What needs to be done:
An exact transcription of all the records below is required, without any images.
[Given data — start]
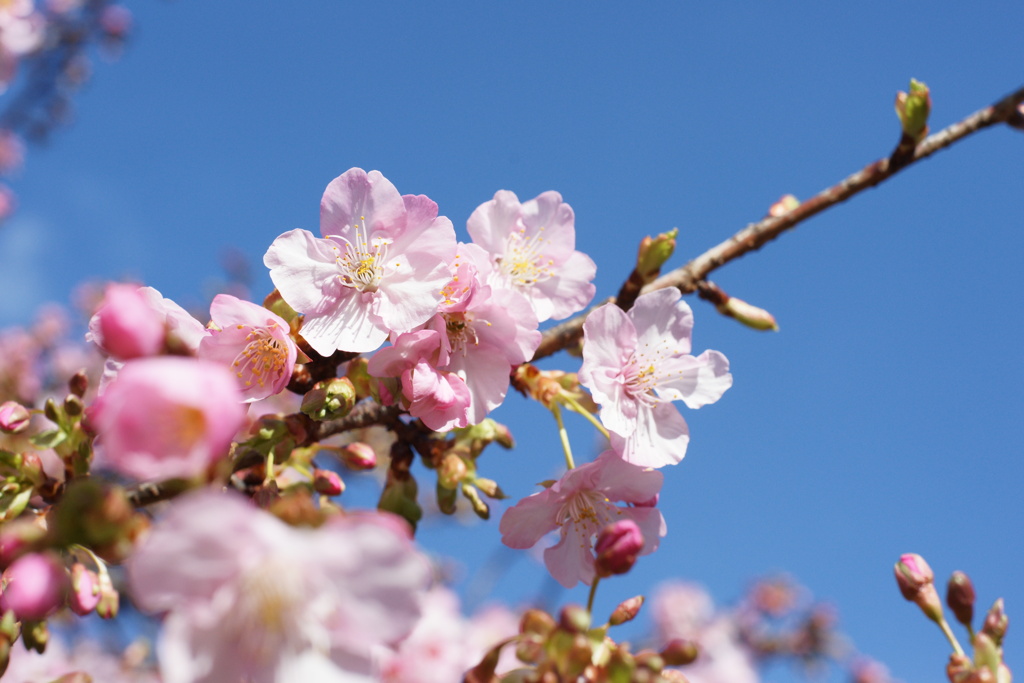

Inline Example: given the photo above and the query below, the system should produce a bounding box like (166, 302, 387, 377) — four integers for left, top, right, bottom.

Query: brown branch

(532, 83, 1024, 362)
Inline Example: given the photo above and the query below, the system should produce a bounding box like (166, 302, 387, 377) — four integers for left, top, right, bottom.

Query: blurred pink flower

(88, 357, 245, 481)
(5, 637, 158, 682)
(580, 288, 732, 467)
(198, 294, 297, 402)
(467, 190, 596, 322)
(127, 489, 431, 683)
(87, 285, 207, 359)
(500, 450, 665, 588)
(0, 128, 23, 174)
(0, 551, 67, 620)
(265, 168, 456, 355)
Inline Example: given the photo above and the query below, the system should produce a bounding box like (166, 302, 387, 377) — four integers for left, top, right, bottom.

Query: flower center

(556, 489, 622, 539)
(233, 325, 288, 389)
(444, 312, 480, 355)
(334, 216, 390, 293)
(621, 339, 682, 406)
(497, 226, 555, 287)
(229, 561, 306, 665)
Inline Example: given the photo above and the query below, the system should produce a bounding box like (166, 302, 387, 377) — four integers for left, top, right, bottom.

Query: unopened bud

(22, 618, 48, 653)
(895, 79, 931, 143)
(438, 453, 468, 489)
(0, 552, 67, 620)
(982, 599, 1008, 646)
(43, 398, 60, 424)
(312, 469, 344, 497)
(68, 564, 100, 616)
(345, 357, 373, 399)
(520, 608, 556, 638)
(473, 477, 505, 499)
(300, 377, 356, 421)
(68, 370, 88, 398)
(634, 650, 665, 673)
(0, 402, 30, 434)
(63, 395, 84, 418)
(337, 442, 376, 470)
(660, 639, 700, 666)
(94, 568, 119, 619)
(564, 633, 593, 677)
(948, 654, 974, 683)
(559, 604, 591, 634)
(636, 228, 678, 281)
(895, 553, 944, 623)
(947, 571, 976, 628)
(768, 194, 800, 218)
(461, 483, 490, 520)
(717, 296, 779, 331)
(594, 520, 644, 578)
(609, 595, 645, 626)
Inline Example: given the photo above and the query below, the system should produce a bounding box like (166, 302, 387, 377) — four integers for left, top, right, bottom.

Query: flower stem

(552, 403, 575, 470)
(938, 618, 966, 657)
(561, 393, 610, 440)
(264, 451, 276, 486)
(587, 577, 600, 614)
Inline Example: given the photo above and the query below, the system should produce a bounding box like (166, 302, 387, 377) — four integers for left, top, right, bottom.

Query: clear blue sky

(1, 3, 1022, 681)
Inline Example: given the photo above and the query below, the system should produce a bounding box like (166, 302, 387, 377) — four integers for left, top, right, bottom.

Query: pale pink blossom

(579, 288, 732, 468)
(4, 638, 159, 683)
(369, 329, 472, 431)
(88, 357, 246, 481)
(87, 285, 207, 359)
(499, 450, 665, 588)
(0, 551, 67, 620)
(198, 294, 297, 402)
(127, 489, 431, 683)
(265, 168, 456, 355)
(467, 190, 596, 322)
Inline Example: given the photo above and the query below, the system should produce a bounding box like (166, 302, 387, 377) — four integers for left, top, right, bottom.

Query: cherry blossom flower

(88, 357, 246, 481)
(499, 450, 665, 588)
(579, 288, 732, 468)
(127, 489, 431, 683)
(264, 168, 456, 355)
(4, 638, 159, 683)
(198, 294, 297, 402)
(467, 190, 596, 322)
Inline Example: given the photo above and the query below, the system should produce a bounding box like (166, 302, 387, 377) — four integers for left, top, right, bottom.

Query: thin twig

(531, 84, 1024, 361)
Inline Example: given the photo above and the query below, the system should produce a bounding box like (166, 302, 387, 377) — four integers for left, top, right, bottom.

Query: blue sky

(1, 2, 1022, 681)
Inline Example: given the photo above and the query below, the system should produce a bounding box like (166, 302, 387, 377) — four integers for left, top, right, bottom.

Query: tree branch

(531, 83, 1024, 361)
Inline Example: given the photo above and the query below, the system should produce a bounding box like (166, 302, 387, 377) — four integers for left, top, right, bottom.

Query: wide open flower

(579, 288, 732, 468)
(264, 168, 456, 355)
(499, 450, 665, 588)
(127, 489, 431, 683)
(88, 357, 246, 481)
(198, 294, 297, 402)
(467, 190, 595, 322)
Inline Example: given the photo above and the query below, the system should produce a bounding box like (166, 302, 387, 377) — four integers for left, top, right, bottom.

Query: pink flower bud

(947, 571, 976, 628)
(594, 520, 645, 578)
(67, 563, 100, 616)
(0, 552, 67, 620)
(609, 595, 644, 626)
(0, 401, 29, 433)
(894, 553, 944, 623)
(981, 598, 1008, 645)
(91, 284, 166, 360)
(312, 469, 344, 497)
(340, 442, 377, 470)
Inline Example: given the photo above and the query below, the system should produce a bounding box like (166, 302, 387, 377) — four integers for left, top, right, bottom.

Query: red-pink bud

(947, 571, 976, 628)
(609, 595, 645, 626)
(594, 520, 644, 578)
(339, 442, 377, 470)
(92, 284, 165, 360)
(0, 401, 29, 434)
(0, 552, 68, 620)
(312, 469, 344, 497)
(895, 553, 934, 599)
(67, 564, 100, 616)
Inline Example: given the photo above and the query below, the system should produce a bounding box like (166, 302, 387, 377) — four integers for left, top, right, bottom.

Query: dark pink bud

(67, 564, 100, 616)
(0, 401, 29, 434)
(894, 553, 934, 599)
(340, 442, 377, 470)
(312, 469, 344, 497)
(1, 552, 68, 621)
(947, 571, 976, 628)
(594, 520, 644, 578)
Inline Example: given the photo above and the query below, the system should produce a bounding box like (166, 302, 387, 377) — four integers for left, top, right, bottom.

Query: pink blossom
[Given data — finish]
Response to this exercise:
Inline Example: given the photo above and the query below, the system should produce a bounding box like (166, 302, 387, 377) — four integers for left, top, right, bottom.

Query: brown branch

(532, 83, 1024, 362)
Inline Example: given the photo above and the query below, the system should produce a bounding box like (166, 302, 387, 377) — four integers for left, top, right, bottom.

Query: blurred pink flower

(88, 357, 245, 481)
(5, 637, 158, 682)
(580, 288, 732, 467)
(198, 294, 297, 402)
(467, 190, 596, 322)
(127, 489, 431, 683)
(87, 285, 207, 359)
(500, 450, 665, 588)
(0, 128, 23, 174)
(0, 551, 67, 620)
(265, 168, 456, 355)
Inline Example: given the photo above and the query below, the system should produce a bounding box like (166, 302, 387, 377) — four integers for left, top, right, bottom.

Query: flower center

(556, 489, 622, 539)
(233, 325, 288, 389)
(444, 312, 480, 355)
(334, 216, 390, 293)
(621, 339, 682, 406)
(497, 226, 555, 287)
(229, 561, 306, 665)
Inline Example: given the photo above and the query below, the system should produce a bounding box like (166, 302, 387, 377) — four integers for left, top, right, bottom.

Query: unopened bud

(22, 618, 48, 653)
(895, 79, 931, 143)
(438, 453, 468, 489)
(0, 552, 67, 620)
(982, 599, 1008, 646)
(43, 398, 60, 424)
(312, 469, 344, 497)
(68, 564, 100, 616)
(345, 357, 373, 399)
(520, 608, 556, 638)
(473, 477, 505, 499)
(300, 377, 356, 421)
(68, 370, 88, 398)
(634, 650, 665, 673)
(0, 402, 30, 434)
(63, 395, 84, 418)
(337, 442, 376, 470)
(660, 639, 700, 666)
(94, 568, 119, 619)
(564, 633, 593, 677)
(948, 654, 974, 683)
(559, 604, 591, 634)
(636, 228, 678, 281)
(895, 553, 944, 623)
(947, 571, 976, 628)
(768, 194, 800, 218)
(461, 483, 490, 520)
(717, 296, 779, 331)
(594, 520, 644, 578)
(609, 595, 645, 626)
Inline Example: given the photo above and the query below, the system should produce a bounding box like (166, 302, 387, 377) — four integers for left, top, right, bottom.

Query: flower stem

(552, 403, 575, 470)
(938, 618, 966, 657)
(561, 393, 610, 440)
(264, 451, 276, 486)
(587, 577, 600, 614)
Inline Example: given the photo above and the query below, the system should produce a bounding box like (166, 302, 387, 377) — four integers for left, top, right, bottom.

Query: clear blue sky

(1, 3, 1022, 681)
Inline Example: given the photo above and the query below, the system should produce a bounding box like (166, 302, 387, 377) — four integers for left, top, right, bottom.

Query: pale pink blossom

(579, 288, 732, 468)
(4, 638, 159, 683)
(369, 329, 472, 431)
(88, 357, 246, 481)
(87, 285, 207, 359)
(499, 450, 665, 588)
(0, 551, 67, 620)
(198, 294, 297, 402)
(127, 489, 431, 683)
(265, 168, 456, 355)
(467, 190, 596, 322)
Inline Example: given the photo above and the query below, the system should produce a bounding box like (166, 302, 387, 377) — four integers for left, top, right, bottom.

Query: cherry blossom flower

(88, 357, 246, 481)
(499, 450, 665, 588)
(579, 288, 732, 468)
(127, 489, 431, 683)
(264, 168, 456, 355)
(4, 638, 159, 683)
(198, 294, 297, 402)
(467, 190, 596, 322)
Inline Example: given the photo above and the query below, the system should produce a bounding box like (166, 302, 387, 377) — four integers for left, top, right, bottom.

Query: thin twig

(531, 84, 1024, 361)
Inline Example: given the photo above and the query below, the system should produce a bounding box like (166, 302, 387, 377) — four integers for left, top, right, bottom.

Query: blue sky

(1, 2, 1022, 681)
Inline Example: given the photo above and the query below, the system should produce a bounding box like (166, 302, 387, 377) — four integers for left, top, right, bottom.

Query: tree branch

(531, 83, 1024, 361)
Inline Example: given the photo above and the query below, the system should produce a bounding box like (166, 302, 387, 377) — four integers for left, top, right, bottom.

Query: wide open flower

(579, 288, 732, 468)
(264, 168, 456, 355)
(499, 450, 665, 588)
(127, 489, 431, 683)
(88, 357, 246, 481)
(198, 294, 297, 402)
(467, 190, 595, 322)
Inline Example: given the photo above and the query below, the system should produce a bounding box like (166, 302, 387, 377) — four integers for left, top, right, bottom.

Query: pink flower bud

(947, 571, 976, 628)
(594, 520, 645, 578)
(67, 563, 100, 616)
(0, 552, 67, 620)
(609, 595, 644, 626)
(0, 401, 29, 433)
(894, 553, 944, 623)
(981, 598, 1008, 645)
(91, 284, 166, 360)
(312, 469, 344, 497)
(340, 442, 377, 470)
Inline Example: given the photo above and the query below, the system should produce a bounding box like (166, 302, 387, 377) — four integers for left, top, right, bottom.

Query: red-pink bud

(947, 571, 976, 628)
(609, 595, 645, 626)
(594, 520, 644, 578)
(339, 442, 377, 470)
(92, 284, 165, 360)
(0, 401, 29, 434)
(0, 552, 68, 620)
(312, 469, 344, 497)
(895, 553, 934, 599)
(67, 564, 100, 616)
Inline Example: given the photo above and the query below, the system should produce a bounding box like (166, 302, 387, 377) — four integers for left, top, right, bottom.

Query: dark pink bud

(67, 564, 100, 616)
(0, 401, 29, 434)
(894, 553, 934, 599)
(340, 442, 377, 470)
(312, 469, 344, 497)
(1, 552, 68, 621)
(947, 571, 976, 628)
(594, 520, 644, 578)
Inline Example: given the photo above and the query below, the system should produce a bounding box like (166, 302, 387, 377) — four integers for left, top, right, bottom.

Query: pink blossom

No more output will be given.